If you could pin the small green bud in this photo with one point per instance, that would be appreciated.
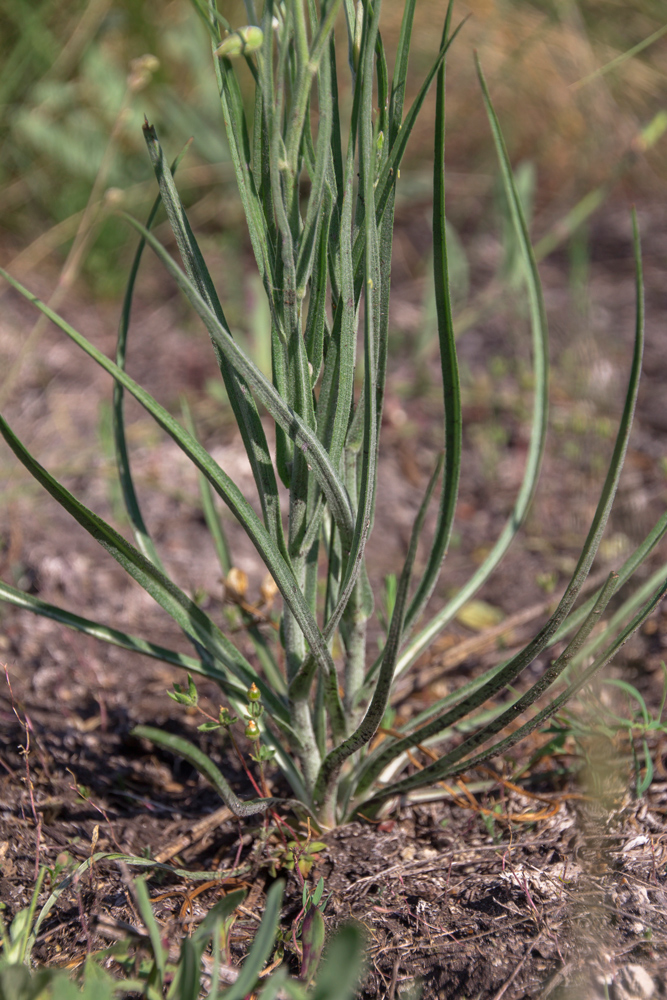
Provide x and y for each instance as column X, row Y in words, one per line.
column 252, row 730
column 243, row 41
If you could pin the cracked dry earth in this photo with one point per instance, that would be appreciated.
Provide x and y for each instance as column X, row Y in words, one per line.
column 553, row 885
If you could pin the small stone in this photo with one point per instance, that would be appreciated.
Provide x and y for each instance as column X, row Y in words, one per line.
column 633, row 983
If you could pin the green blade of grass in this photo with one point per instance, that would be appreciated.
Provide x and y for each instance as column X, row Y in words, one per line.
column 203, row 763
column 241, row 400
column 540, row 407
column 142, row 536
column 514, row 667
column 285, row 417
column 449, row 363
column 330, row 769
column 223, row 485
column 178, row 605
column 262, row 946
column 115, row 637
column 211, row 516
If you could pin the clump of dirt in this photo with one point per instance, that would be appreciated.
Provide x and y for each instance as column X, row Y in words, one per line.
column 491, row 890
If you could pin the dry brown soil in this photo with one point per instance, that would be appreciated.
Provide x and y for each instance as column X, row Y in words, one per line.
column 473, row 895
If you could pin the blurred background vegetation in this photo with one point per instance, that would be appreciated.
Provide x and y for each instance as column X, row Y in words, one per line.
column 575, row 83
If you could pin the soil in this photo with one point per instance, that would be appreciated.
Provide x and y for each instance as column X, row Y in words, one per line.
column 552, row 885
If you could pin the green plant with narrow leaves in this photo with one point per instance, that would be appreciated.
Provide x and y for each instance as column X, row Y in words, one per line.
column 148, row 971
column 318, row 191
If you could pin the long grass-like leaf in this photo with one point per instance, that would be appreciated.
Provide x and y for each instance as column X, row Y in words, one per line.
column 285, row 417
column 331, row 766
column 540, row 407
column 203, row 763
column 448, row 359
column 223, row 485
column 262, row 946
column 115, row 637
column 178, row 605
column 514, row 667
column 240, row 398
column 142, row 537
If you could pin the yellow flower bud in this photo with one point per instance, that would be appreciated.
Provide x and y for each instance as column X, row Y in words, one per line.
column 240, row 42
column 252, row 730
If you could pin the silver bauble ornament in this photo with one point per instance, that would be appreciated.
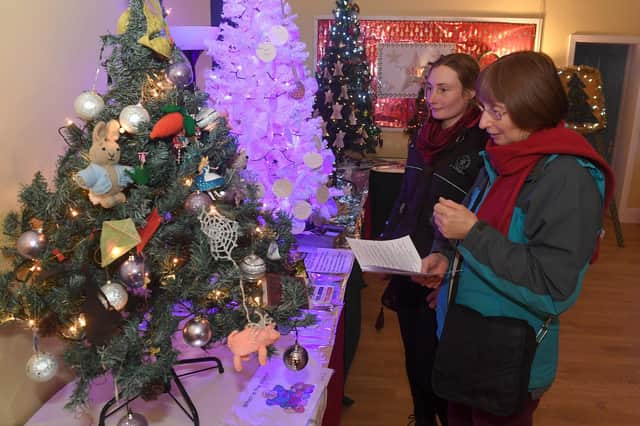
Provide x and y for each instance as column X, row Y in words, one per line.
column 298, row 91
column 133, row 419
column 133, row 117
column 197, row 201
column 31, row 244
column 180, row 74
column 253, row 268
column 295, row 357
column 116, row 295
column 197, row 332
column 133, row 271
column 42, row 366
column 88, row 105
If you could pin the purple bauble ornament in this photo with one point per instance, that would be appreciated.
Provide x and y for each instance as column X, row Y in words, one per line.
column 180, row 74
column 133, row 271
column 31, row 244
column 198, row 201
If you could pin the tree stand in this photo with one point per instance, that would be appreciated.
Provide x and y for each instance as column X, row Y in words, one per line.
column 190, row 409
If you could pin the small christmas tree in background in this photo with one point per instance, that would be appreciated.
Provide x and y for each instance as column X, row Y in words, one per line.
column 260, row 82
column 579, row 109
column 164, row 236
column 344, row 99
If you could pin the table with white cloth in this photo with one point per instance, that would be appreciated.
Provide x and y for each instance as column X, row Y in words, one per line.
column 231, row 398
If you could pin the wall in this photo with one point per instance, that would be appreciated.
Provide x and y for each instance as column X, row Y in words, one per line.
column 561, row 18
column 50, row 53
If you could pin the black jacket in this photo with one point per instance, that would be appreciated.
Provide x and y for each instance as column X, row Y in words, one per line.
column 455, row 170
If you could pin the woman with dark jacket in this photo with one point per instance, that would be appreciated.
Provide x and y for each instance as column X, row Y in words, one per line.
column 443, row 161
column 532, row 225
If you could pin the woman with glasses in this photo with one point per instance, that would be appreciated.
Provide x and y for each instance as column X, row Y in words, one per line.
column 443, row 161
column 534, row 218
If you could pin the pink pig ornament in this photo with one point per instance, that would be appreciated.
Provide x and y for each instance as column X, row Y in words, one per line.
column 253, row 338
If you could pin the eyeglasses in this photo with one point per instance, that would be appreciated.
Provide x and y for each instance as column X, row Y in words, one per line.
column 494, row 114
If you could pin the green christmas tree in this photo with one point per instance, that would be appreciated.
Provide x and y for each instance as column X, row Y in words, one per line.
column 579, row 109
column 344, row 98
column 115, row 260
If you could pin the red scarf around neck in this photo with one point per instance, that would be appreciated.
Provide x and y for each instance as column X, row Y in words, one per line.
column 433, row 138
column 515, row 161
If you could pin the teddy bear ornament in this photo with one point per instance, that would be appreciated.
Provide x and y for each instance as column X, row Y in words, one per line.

# TASK BRIEF
Copy the stretch of the listing from the line containing "If you could pin the silver" through the line containing "column 116, row 295", reproducing each line exactly. Leave the picture out.

# EXERCISE RESULT
If you could pin the silver bauble ornament in this photo with one point per instance, that would be appreciated.
Provide x and y for each instance as column X, row Y in words, one per line.
column 298, row 91
column 133, row 419
column 133, row 117
column 197, row 201
column 31, row 244
column 180, row 74
column 253, row 268
column 295, row 357
column 116, row 295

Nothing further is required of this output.